* _Assigned task_
Reproduce the material that follows, keeping every line exactly as it is.

══════════

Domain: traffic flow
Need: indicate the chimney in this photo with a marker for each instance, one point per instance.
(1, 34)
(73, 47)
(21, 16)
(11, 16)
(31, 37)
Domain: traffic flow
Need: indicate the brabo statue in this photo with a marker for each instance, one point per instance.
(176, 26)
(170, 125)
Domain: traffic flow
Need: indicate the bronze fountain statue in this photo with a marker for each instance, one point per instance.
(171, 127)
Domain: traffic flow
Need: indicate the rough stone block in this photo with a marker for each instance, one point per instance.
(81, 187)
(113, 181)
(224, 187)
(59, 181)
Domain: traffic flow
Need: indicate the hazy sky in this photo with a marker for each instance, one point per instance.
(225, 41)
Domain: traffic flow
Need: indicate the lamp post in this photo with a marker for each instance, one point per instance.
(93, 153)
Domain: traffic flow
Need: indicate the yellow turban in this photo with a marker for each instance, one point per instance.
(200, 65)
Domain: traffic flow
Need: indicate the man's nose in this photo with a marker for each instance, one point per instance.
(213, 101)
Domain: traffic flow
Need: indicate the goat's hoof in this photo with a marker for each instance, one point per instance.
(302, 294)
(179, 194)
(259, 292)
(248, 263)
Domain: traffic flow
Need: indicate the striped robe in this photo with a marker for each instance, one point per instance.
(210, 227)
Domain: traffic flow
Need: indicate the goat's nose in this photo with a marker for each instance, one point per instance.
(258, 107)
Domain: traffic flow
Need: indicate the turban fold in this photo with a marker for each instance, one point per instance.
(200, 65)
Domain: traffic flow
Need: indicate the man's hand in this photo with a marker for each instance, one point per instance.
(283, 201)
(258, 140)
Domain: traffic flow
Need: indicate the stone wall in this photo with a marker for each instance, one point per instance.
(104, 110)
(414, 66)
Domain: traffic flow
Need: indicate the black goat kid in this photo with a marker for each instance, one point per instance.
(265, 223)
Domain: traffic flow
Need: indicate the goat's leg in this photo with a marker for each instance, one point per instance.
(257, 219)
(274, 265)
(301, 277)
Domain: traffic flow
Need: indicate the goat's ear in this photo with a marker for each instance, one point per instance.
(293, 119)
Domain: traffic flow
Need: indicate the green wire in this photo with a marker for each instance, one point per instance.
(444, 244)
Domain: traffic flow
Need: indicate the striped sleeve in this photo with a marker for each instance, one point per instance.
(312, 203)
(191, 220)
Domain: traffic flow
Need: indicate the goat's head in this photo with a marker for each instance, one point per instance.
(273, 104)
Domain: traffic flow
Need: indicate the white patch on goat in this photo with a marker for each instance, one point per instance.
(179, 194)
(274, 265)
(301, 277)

══════════

* _Solution for this exercise_
Domain: traffic flow
Need: indicate the chimney in this photo with a marker for each instance, one point per instance.
(1, 34)
(73, 47)
(21, 16)
(11, 16)
(31, 37)
Domain: traffic flow
Need: indicate the brabo statue in this photo with a marker for each instance, one point per instance.
(176, 26)
(170, 125)
Domain: traffic flow
Need: indicate the bronze fountain statue in this photo with a marker for each instance, one point per instance.
(171, 127)
Domain: traffic flow
Need: indicate the rough stone block in this photo with a marker for each instance, one point per instance.
(81, 187)
(113, 181)
(224, 187)
(59, 181)
Domain: traffic flow
Need: indicate the hazy sky in this photo with a marker for each instance, one point per instance.
(225, 41)
Domain: traffic flow
Need: indicate the lamp post in this photo with a marker for each instance, one point per instance.
(93, 153)
Domain: traffic flow
Need: indicate the yellow turban in this photo with a marker for each instance, one point per instance.
(200, 65)
Domain: traffic flow
Need: indicate the man's nose in this photo with a marker for each instance, one point per instance.
(213, 101)
Domain: traffic flow
Need: indicate the goat's hoof in this photo with a marker for each instance, one point per instance.
(302, 294)
(179, 194)
(259, 292)
(248, 263)
Domain: traffic flow
Need: indicate the striped robe in this photo with a marker for each instance, one point per instance.
(210, 227)
Domain: traffic flow
Need: indicate the goat's nose in this photo with a marker for each instance, one point per instance.
(258, 107)
Domain: traffic flow
Need: indicate the turban fold in this photo with a marker for each instance, one point per instance.
(200, 65)
Domain: traffic flow
Need: indicate the man's hand in this photo with a marker for each instance, one point per instance.
(283, 201)
(258, 140)
Domain: traffic flow
Need: indicate the stone wall in this photo with a marker for each instance, one point per instance.
(104, 110)
(414, 66)
Domain: traffic flow
Need: indicate the black goat kid in this photo with a marker for each instance, one point per instance.
(265, 223)
Domain: traffic flow
Need: indicate the goat's leg in this photo with a marker for each instance, one point per instance.
(257, 219)
(274, 265)
(301, 277)
Domain: traffic flow
Need: indicate the goat's ear in this photo with a marker for each instance, one point per instance.
(293, 119)
Domain: traffic flow
Need: indicate the green wire in this photo with a marker for each instance, one point per instance.
(444, 244)
Domain: traffic flow
Need: indicate the striped sleeve in this photo with a marker for each instance, one point per instance.
(312, 203)
(191, 220)
Domain: traffic flow
Need: indicate the goat's head in this photo with a marker for each instance, one point per instance.
(273, 104)
Domain: traffic flow
Need: indicate the white patch on goat in this photo with a marker for each instance, one point per instance.
(179, 194)
(274, 265)
(301, 277)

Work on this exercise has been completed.